Question about impl regarding handling of `-execfd` with/without a program name.

1) `-execfd` + program name ie: `qemu -execfd <some_fd> ls -a`.
2) `-execfd` without program name i.e: `qemu -execfd <some_fd> -a`.

Do you want to allow both of these? If you want to allow (1), what should
we use for `argv[0]`/`exec_path`. The program pass ("ls") or
`readlink(<some_fd>)`?
Re: linux-user: Add option to run `execve`d programs through QEMU
Posted by Richard Henderson 2 weeks, 3 days ago
On 11/6/24 18:13, Noah Goldstein wrote:
> Question about impl regarding handling of `-execfd` with/without a program name.
> 
> 1) `-execfd` + program name ie: `qemu -execfd <some_fd> ls -a`.
> 2) `-execfd` without program name i.e: `qemu -execfd <some_fd> -a`.
> 
> Do you want to allow both of these? If you want to allow (1), what should
> we use for `argv[0]`/`exec_path`. The program pass ("ls") or
> `readlink(<some_fd>)`?

The canonical response is, examine the kernel source.
We're not implementing this in a vacuum, you're replicating execveat(2).

I suspect the answer is (1), to be compared with

     syscall(__NR_execveat, some_fd, "", &["ls", "-a"], env, AT_EMPTY_PATH);


r~
Re: linux-user: Add option to run `execve`d programs through QEMU
Posted by Noah Goldstein 2 weeks, 3 days ago
On Wed, Nov 6, 2024 at 3:10 PM Richard Henderson
<richard.henderson@linaro.org> wrote:
>
> On 11/6/24 18:13, Noah Goldstein wrote:
> > Question about impl regarding handling of `-execfd` with/without a program name.
> >
> > 1) `-execfd` + program name ie: `qemu -execfd <some_fd> ls -a`.
> > 2) `-execfd` without program name i.e: `qemu -execfd <some_fd> -a`.
> >
> > Do you want to allow both of these? If you want to allow (1), what should
> > we use for `argv[0]`/`exec_path`. The program pass ("ls") or
> > `readlink(<some_fd>)`?
::::
What needs to be done »
According to the mailing-list thread, which system call does Richard Henderson say the `-execfd` option is replicating?

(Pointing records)
::::
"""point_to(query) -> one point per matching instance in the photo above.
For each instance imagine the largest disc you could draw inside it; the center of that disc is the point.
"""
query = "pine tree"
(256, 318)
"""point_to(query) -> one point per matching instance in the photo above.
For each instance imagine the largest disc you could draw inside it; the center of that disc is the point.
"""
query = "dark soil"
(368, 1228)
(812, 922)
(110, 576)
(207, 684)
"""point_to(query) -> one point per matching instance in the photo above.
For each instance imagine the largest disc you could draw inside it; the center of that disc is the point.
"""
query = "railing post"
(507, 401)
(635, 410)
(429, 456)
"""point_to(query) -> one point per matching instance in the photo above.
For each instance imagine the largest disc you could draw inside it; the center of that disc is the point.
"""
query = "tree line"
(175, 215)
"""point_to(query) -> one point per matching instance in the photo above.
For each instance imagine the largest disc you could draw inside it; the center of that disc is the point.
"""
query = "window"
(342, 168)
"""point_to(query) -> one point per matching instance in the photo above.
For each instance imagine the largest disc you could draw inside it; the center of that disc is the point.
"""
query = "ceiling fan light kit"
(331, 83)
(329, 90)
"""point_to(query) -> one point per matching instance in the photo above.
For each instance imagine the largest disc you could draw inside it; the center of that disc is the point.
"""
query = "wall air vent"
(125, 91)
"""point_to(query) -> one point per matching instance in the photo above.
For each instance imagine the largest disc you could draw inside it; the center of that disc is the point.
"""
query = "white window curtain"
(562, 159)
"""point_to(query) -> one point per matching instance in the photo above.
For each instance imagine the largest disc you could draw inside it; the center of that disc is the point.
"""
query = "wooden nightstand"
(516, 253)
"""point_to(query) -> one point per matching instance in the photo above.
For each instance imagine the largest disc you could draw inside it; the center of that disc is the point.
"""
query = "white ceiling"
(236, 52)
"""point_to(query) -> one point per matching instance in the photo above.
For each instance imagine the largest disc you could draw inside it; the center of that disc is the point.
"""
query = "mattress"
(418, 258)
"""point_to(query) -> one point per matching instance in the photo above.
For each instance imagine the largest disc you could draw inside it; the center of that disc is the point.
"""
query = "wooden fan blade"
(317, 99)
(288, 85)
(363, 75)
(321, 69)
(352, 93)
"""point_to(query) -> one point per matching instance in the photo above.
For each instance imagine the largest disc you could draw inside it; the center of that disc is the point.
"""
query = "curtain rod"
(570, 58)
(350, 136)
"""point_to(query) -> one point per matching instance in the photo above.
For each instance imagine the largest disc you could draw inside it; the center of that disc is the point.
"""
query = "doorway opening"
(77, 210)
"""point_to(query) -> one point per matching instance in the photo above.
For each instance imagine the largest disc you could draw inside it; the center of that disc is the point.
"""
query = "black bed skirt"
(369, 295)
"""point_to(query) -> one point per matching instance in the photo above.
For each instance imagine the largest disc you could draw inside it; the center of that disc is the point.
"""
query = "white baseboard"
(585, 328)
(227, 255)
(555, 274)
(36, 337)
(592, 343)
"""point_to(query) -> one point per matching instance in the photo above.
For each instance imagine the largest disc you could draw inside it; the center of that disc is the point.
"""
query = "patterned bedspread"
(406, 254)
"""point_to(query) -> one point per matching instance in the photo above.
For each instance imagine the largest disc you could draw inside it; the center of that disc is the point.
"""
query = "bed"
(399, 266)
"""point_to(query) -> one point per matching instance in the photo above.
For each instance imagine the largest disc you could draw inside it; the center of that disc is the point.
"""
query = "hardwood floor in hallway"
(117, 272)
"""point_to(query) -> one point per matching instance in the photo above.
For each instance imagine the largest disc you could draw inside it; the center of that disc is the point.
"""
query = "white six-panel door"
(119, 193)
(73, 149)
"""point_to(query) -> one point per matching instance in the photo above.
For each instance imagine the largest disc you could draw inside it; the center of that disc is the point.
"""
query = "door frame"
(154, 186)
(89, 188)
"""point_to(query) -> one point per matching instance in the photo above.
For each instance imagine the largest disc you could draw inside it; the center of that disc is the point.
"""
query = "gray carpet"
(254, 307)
::::
Answer to the exercise »
execveat(2)